• [Exercise instructions] Return everything in the privilege log article from "Privilege log preparation is one" down to "some cases, regulators.", copied word for word.

• [Quoted passage]
=======

Privilege log preparation is one of the most closely managed phases of the document review process. In large-scale litigation and investigations, preparing a privilege log serves as the primary record of every document withheld from production on privilege grounds, and its accuracy, consistency, and completeness are subject to scrutiny from opposing counsel, courts, and, in some cases, regulators.
For legal teams managing high-volume discovery, privilege log preparation is often a workflow management challenge as much as a documentation exercise. Building and executing a review process that produces a defensible log at scale, while meeting discovery deadlines, requires coordination across review teams, quality control procedures, and privilege review workflows.
Key Takeaway
A well-prepared privilege log reflects the quality of the privilege review process that produced it. For law firms and corporate legal departments managing large document populations, privilege log defensibility depends on decisions made at the outset of the review: how privilege criteria are defined, how review teams are trained and calibrated, how technology is applied to assist with identification, and how quality control is structured across the full document set. Legal teams that treat privilege log preparation as a workflow management question, rather than simply a documentation task, are better positioned to produce logs that withstand challenge.
What Is a Privilege Log in eDiscovery?
A privilege log is a document produced during discovery that identifies materials withheld from production on the basis of a recognized privilege, most commonly attorney-client privilege or the work product doctrine. For each withheld document, the log provides sufficient information for opposing counsel and the court to evaluate the privilege claim without disclosing the protected content itself.

=======

• [Named-object pointing listing]

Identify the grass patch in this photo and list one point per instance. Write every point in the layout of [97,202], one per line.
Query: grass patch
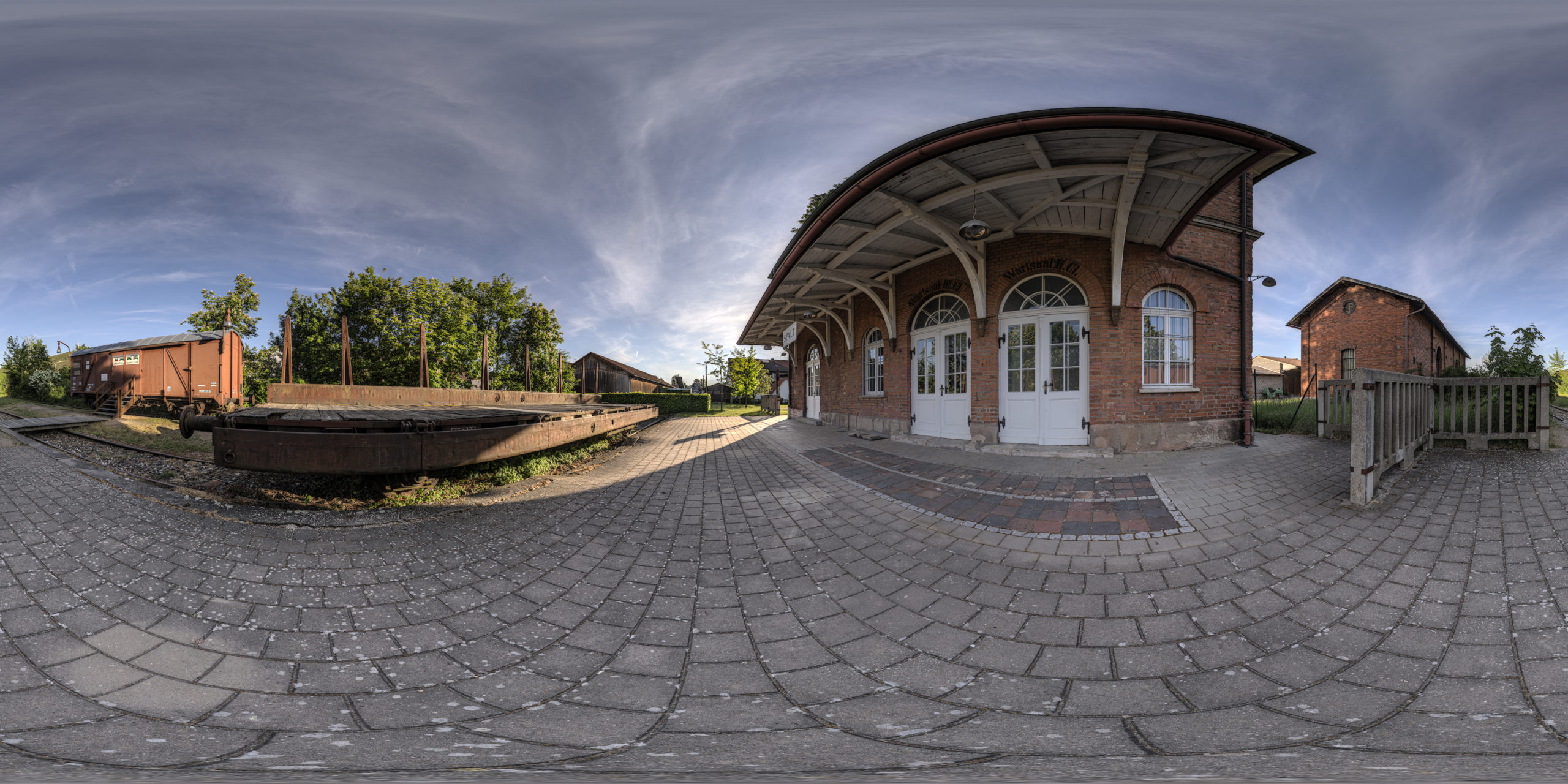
[1281,416]
[27,408]
[369,493]
[156,433]
[733,410]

=======

• [Result of the task]
Privilege log preparation is one of the most closely managed phases of the document review process. In large-scale litigation and investigations, preparing a privilege log serves as the primary record of every document withheld from production on privilege grounds, and its accuracy, consistency, and completeness are subject to scrutiny from opposing counsel, courts, and, in some cases, regulators.